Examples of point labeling
........
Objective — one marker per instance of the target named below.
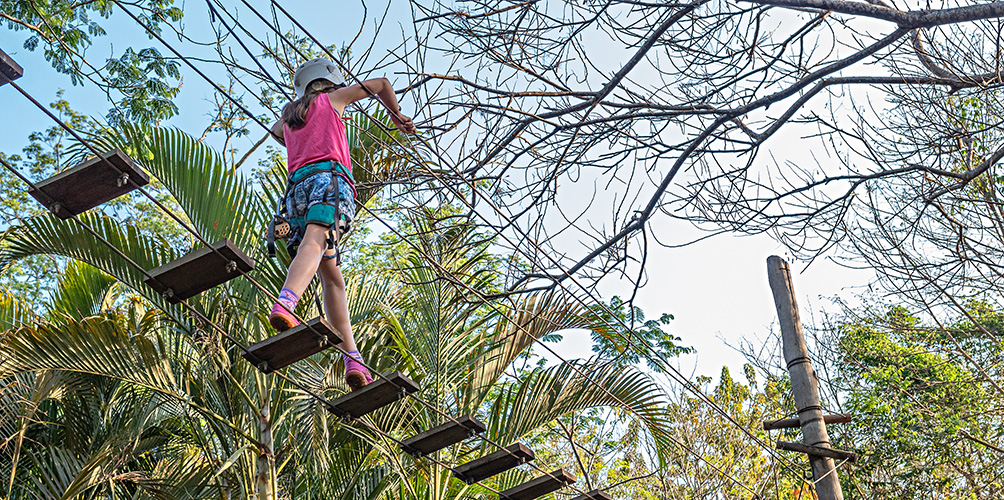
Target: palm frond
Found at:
(48, 235)
(546, 394)
(218, 201)
(80, 291)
........
WHAT IS NEEDED -
Rewrite the lines above as a JSON list of strings, one string for each line, omitting any blank lines. Leave the pictures out of your answer.

ANSWER TO THIS TASK -
[
  "Objective — one marker per instance of the target named below.",
  "Target: palm frond",
  "Found at:",
  "(48, 235)",
  "(546, 394)",
  "(218, 201)",
  "(80, 291)"
]